Extract every line of the data below that contains the string "Target", treating uppercase and lowercase letters as different.

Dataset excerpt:
------------------------
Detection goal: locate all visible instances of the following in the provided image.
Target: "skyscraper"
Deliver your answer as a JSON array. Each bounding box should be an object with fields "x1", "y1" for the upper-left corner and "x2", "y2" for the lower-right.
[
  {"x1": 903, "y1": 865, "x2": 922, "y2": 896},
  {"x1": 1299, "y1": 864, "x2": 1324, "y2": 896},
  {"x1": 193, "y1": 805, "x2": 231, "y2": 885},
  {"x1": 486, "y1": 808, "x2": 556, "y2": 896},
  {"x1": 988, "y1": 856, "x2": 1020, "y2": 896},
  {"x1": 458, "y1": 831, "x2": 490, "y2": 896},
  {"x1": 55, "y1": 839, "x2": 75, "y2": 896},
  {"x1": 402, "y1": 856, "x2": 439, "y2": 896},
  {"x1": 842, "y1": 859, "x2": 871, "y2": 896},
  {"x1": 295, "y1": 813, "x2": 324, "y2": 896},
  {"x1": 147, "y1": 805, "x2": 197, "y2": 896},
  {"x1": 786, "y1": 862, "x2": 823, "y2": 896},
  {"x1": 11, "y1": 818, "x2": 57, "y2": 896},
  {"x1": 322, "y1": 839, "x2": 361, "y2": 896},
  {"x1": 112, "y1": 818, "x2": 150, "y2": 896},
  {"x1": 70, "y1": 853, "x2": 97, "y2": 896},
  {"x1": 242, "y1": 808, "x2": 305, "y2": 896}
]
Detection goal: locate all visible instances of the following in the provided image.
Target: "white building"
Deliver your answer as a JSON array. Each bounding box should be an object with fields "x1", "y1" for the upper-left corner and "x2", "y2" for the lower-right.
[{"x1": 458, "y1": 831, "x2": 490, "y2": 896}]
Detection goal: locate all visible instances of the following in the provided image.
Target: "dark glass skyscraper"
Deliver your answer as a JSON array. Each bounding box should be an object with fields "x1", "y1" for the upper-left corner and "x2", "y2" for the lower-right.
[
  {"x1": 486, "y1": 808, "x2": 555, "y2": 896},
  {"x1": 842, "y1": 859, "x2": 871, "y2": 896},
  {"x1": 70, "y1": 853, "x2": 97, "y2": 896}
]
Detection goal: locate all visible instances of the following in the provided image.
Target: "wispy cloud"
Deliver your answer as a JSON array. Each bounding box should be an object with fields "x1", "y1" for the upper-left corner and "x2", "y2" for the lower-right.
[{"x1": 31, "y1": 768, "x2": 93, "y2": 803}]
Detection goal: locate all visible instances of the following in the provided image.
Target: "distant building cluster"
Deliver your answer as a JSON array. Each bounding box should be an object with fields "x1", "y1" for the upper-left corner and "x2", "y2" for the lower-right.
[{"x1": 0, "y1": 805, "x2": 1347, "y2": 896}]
------------------------
- _PROBLEM SOLUTION_:
Target: "skyscraper"
Target: "white building"
Target: "dark glass skyscraper"
Target: "wispy cloud"
Target: "distant building cluster"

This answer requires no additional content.